=== Supplied passage ===
Donating blood can help save lives, but the prospect of having a needle
in your arm for about 10 minutes can seem daunting. Here are five things
you can do to make the process as stress free as possible:
1. Eat and drink wisely. In the days leading up to your donation, eat a healthy diet heavy in iron--that
means spinach, poultry, beans, fish, dried fruit or fortified cereals.
The body needs iron to produce red blood cells and you'll want to
build up an ample supply of iron, as you lose a lot through donating blood.
On the day of your appointment, skip fatty foods--if there's fat in
the blood, it can't be tested for diseases, and that means your donation
can't be used. Also before your donation, drink 16 ounces of water
to stay well hydrated and maintain proper levels of fluid in the body.
=== Extracted material ===
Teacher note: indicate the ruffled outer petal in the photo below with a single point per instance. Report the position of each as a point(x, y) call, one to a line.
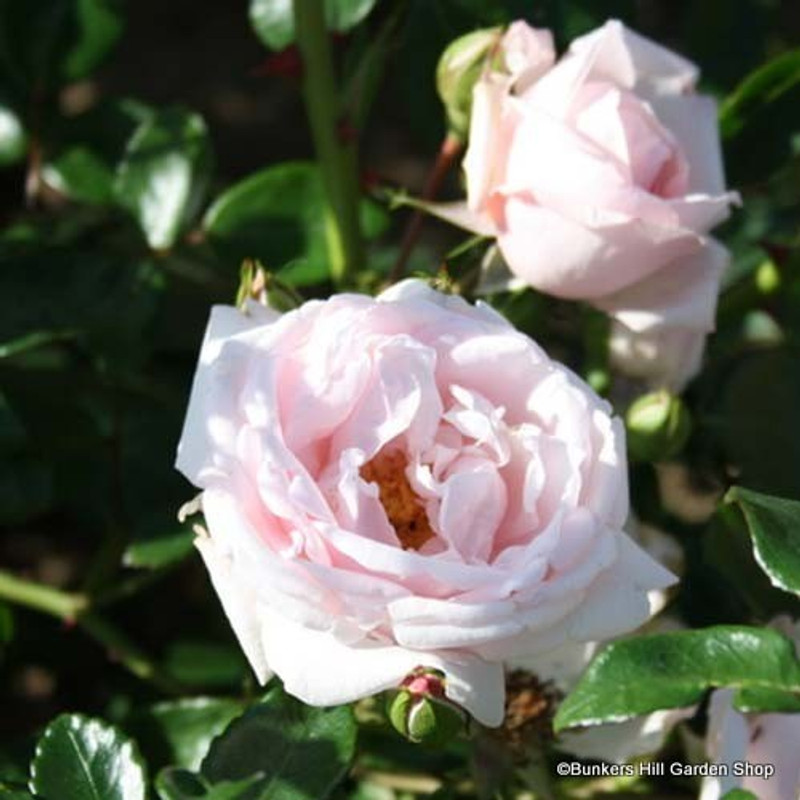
point(320, 670)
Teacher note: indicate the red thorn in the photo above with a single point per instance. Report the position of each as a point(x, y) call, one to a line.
point(285, 64)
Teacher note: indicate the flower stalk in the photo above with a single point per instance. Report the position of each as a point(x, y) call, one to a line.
point(336, 157)
point(75, 609)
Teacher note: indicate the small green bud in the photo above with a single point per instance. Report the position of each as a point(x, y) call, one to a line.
point(459, 68)
point(768, 277)
point(420, 711)
point(253, 283)
point(658, 425)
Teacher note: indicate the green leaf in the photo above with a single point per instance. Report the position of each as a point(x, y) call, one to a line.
point(759, 89)
point(206, 664)
point(88, 148)
point(179, 784)
point(739, 794)
point(759, 118)
point(9, 792)
point(672, 670)
point(26, 488)
point(86, 759)
point(164, 174)
point(13, 141)
point(280, 738)
point(273, 20)
point(63, 41)
point(759, 430)
point(766, 700)
point(774, 527)
point(180, 732)
point(276, 216)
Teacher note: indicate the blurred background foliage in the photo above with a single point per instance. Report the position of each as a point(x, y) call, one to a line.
point(146, 148)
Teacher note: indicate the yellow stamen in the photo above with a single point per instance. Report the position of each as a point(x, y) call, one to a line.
point(403, 508)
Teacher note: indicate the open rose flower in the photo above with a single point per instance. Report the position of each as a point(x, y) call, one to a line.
point(406, 481)
point(601, 179)
point(736, 738)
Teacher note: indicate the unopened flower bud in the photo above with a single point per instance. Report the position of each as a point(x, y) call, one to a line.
point(460, 67)
point(658, 426)
point(421, 712)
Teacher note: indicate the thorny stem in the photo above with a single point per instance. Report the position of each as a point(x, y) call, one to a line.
point(336, 158)
point(75, 608)
point(448, 153)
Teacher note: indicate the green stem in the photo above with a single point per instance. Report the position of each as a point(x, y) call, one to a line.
point(74, 608)
point(41, 598)
point(337, 161)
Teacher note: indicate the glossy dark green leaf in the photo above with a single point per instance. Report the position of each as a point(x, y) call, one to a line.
point(774, 527)
point(759, 430)
point(273, 20)
point(760, 88)
point(86, 759)
point(180, 784)
point(739, 794)
point(206, 664)
point(64, 40)
point(671, 670)
point(728, 549)
point(164, 173)
point(766, 701)
point(760, 117)
point(280, 738)
point(26, 488)
point(87, 149)
point(179, 732)
point(92, 295)
point(12, 792)
point(276, 215)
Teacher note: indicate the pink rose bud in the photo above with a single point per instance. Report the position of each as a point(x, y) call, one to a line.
point(515, 57)
point(420, 711)
point(601, 178)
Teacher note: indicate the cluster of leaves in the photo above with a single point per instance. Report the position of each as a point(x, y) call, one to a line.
point(105, 284)
point(214, 749)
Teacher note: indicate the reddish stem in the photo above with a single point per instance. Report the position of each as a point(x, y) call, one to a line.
point(448, 153)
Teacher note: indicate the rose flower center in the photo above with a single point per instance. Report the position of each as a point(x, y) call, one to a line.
point(403, 508)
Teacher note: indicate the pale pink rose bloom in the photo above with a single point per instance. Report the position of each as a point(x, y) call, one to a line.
point(601, 181)
point(754, 739)
point(527, 52)
point(406, 481)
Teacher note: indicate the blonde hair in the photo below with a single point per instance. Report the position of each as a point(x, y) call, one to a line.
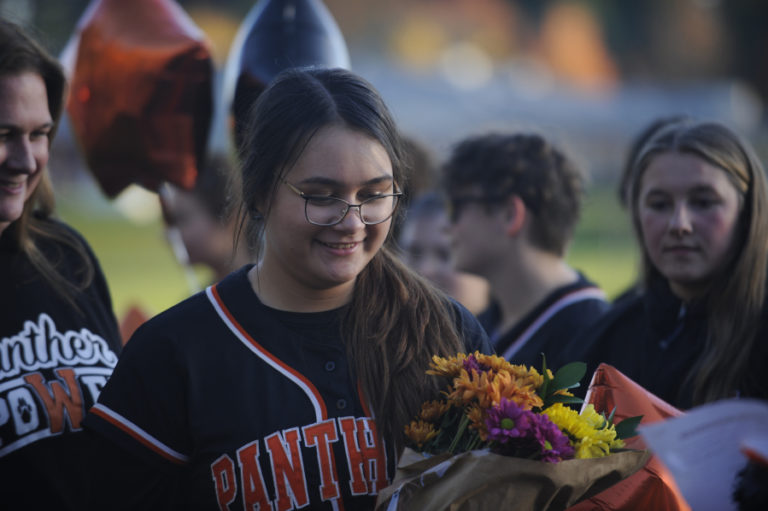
point(735, 296)
point(19, 53)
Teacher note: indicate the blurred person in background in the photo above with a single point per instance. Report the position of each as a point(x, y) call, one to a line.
point(633, 152)
point(204, 220)
point(697, 330)
point(298, 372)
point(515, 201)
point(426, 247)
point(58, 335)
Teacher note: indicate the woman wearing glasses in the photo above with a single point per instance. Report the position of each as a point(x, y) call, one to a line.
point(288, 383)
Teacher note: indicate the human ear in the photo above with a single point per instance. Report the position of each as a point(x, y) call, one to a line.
point(515, 215)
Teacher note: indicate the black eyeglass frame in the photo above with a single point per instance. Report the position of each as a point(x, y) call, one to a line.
point(348, 205)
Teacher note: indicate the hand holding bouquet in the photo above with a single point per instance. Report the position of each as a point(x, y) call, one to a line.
point(503, 437)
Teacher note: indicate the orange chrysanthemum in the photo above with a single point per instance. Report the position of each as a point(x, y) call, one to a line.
point(420, 432)
point(472, 388)
point(432, 411)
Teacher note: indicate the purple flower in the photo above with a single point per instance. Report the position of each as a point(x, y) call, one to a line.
point(507, 420)
point(555, 445)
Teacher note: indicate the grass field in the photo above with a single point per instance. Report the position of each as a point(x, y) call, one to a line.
point(141, 269)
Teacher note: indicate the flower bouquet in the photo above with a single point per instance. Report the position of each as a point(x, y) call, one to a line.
point(503, 437)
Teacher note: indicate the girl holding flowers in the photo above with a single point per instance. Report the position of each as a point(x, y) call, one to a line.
point(287, 384)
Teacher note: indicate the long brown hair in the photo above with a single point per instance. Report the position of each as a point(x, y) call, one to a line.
point(391, 338)
point(19, 53)
point(735, 297)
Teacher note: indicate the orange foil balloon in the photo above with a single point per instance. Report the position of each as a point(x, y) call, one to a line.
===
# Task brief
In the blood donation text, rewrite the paragraph beginning "1. Eat and drink wisely" as a short list that keeps its main facts.

# Finished task
- In the days before donating, eat a healthy, iron-rich diet: spinach, poultry, beans, fish, dried fruit or fortified cereals.
- Iron is needed to make red blood cells, and donating blood uses up a lot of it.
- On the day of the appointment, avoid fatty foods. Fat in the blood prevents testing for diseases, so the donation can't be used.
- Before donating, drink 16 ounces of water to stay hydrated and keep the body's fluid levels right.